→ **Records provided**:
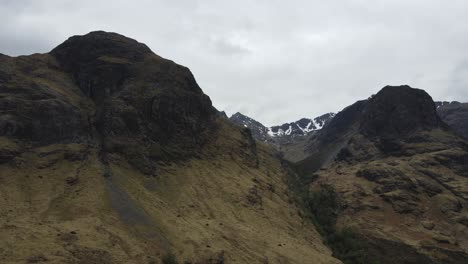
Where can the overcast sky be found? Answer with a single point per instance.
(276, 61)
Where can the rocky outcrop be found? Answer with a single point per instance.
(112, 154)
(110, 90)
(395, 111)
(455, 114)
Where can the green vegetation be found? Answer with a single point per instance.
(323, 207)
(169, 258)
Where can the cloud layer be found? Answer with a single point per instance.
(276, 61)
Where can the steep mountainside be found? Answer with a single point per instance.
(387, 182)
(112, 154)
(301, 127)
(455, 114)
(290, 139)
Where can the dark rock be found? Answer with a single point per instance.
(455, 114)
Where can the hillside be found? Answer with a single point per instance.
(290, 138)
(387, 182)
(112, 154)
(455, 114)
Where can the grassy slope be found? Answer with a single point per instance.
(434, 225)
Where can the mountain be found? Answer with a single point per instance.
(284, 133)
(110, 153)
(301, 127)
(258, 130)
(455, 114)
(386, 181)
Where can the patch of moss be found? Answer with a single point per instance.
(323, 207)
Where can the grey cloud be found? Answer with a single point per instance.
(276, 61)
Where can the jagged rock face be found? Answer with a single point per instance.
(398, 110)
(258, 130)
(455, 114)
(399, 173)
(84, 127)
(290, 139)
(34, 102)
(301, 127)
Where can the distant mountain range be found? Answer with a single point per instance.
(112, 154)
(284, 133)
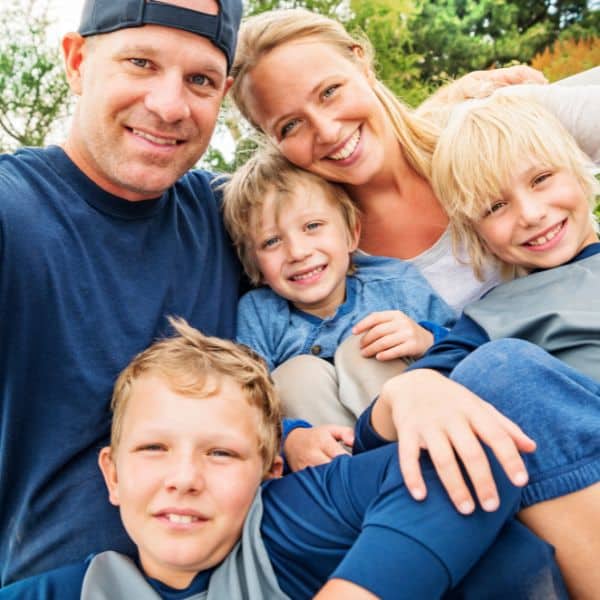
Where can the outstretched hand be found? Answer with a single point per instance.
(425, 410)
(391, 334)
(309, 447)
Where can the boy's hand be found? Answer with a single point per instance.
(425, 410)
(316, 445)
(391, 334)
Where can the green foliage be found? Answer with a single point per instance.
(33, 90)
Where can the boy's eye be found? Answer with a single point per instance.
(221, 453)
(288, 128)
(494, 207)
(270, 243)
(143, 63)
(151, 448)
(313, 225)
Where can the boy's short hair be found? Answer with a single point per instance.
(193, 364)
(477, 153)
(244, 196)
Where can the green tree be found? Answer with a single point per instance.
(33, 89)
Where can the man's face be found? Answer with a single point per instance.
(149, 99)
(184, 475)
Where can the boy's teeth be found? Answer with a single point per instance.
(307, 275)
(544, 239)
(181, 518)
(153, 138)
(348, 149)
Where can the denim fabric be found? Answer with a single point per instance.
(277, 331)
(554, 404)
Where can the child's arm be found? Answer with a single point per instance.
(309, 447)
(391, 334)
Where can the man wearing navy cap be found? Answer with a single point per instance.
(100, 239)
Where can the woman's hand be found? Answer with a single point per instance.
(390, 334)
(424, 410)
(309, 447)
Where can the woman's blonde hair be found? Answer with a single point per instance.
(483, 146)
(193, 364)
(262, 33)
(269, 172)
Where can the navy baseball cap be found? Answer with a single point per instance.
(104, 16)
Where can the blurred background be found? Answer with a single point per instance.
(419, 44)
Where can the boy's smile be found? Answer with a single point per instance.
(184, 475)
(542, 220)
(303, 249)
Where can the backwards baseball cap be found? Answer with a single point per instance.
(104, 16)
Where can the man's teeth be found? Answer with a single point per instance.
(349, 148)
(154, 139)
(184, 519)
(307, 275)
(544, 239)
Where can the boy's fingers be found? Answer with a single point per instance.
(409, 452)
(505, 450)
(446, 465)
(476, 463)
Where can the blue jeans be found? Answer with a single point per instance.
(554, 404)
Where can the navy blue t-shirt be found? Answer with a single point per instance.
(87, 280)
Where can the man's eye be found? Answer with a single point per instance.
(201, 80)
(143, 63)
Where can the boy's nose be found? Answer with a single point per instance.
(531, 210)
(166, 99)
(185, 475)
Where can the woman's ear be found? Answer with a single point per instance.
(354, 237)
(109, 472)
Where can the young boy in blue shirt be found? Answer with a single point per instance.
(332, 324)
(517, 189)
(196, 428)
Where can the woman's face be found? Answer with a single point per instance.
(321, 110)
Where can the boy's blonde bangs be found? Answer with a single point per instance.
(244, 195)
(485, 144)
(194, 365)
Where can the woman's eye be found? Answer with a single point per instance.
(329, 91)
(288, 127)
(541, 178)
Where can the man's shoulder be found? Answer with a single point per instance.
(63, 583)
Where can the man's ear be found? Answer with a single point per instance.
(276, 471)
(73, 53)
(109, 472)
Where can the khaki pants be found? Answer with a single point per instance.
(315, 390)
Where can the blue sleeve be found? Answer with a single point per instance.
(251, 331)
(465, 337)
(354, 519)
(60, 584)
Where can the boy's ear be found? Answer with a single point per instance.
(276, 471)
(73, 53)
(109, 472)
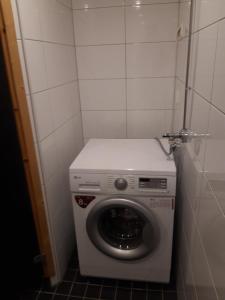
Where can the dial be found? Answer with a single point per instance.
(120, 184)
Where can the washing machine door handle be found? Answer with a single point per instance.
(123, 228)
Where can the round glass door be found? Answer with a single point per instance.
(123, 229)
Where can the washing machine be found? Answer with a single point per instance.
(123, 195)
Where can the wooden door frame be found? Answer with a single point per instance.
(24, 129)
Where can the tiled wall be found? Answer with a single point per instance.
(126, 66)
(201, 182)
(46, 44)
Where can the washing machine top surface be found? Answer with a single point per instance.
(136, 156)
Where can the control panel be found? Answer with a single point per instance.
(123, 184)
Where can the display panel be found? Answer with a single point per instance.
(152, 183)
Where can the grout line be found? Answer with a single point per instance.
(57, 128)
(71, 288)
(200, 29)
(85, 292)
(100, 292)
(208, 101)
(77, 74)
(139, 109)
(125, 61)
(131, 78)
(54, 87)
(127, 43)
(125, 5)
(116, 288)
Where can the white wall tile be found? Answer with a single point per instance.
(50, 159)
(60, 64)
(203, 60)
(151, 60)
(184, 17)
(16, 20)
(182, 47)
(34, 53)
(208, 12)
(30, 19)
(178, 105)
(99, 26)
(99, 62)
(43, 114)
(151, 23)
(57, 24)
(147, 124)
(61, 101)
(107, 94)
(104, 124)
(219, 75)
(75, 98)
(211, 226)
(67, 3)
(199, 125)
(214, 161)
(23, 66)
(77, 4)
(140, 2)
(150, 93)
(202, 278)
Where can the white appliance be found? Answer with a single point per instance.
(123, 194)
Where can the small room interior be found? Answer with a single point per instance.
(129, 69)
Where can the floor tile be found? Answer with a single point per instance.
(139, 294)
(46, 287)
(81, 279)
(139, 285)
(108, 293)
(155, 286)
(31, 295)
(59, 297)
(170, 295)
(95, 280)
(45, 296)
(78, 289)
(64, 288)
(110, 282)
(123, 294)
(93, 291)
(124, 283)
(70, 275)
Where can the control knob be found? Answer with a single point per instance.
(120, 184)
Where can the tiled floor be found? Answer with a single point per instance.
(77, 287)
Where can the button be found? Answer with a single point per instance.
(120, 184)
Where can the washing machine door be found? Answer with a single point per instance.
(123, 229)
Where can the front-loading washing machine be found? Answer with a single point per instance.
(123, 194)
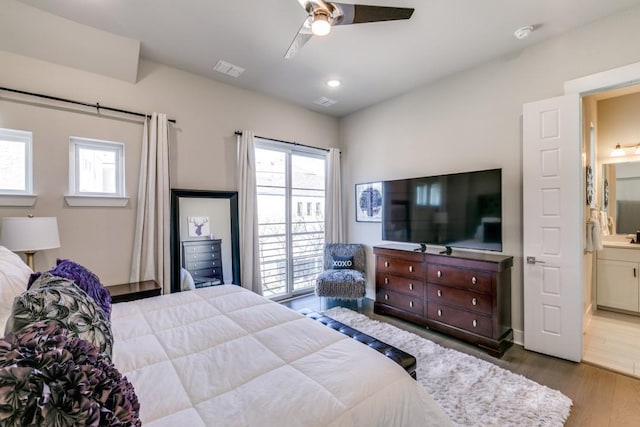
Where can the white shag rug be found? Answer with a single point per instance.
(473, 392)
---
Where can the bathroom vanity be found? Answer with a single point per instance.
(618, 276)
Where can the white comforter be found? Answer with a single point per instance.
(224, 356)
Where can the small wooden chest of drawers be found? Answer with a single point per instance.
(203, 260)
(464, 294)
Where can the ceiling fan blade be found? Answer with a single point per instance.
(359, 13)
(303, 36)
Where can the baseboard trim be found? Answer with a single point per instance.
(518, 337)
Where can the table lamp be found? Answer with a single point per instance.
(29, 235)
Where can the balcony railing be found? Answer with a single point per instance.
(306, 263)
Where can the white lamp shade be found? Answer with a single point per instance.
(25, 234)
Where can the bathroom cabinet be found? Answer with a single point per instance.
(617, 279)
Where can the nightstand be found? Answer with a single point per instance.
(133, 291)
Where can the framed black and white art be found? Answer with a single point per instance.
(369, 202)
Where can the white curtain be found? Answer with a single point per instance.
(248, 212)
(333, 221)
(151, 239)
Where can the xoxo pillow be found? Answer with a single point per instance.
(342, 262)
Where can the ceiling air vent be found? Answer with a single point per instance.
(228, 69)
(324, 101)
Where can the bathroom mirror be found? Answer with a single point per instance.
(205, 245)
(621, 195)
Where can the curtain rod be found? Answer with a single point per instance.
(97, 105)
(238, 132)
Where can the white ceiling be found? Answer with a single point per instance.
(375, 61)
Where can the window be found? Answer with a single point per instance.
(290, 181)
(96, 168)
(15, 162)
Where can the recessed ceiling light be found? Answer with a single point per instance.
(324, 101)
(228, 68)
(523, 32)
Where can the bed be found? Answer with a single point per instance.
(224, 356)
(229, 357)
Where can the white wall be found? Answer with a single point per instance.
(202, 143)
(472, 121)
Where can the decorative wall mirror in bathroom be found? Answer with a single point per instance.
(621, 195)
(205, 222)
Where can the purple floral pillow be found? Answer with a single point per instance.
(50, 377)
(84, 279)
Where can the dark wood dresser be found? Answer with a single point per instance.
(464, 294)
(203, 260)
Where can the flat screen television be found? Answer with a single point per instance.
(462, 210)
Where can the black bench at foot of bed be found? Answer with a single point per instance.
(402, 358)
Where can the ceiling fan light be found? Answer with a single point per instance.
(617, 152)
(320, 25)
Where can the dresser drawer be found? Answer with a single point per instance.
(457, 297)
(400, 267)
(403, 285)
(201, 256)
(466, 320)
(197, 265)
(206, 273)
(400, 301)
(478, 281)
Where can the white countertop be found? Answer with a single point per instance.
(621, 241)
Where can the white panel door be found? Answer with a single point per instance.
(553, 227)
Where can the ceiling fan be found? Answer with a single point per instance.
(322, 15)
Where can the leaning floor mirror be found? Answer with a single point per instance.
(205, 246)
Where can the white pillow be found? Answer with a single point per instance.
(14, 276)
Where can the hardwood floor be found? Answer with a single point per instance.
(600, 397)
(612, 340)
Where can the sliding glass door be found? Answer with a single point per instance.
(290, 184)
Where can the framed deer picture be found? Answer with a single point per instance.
* * *
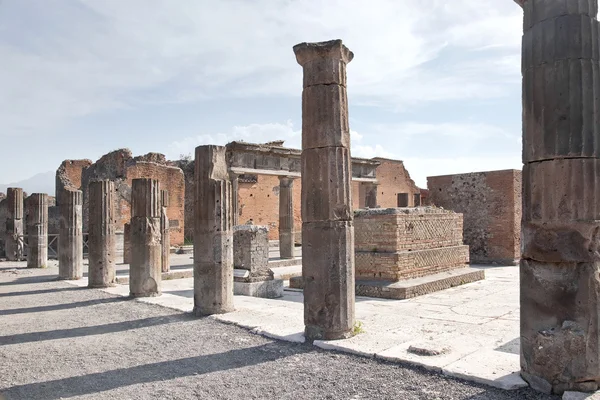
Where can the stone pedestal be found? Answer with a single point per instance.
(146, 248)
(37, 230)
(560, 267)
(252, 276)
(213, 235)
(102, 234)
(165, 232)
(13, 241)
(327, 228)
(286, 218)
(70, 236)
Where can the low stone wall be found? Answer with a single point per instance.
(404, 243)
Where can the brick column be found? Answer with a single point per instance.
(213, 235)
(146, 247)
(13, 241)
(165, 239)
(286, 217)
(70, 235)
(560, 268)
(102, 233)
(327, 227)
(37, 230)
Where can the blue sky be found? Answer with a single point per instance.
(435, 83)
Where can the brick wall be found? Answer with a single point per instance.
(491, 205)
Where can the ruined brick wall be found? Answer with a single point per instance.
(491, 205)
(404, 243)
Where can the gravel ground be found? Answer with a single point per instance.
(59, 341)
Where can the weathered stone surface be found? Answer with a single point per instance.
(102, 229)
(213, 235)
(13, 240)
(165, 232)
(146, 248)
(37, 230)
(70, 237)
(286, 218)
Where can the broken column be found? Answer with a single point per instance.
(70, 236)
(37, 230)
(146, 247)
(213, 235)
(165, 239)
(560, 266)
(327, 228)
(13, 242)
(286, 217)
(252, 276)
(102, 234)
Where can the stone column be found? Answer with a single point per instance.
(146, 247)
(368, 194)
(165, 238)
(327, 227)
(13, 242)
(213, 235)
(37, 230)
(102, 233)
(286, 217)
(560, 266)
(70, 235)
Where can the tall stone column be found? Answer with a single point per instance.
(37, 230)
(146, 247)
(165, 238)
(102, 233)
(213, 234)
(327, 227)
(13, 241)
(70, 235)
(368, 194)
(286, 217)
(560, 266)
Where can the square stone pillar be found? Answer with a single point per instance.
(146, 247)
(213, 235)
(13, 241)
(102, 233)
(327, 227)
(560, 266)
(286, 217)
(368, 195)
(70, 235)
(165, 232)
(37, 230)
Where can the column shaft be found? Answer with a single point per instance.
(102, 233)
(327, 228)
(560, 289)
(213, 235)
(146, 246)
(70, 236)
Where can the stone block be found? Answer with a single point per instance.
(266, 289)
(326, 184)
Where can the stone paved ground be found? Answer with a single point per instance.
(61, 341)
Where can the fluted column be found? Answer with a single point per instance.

→ **Your instructions**: Copy everything in the material verbatim, from the line containing "Where can the stone paved" down to the line containing "Where can the fluted", both of those lines included.

→ **Exercise answer**:
Where can the stone paved ground be found? Answer with a single point per instance.
(61, 341)
Where can the fluted column be found? Answer with a single point per instance.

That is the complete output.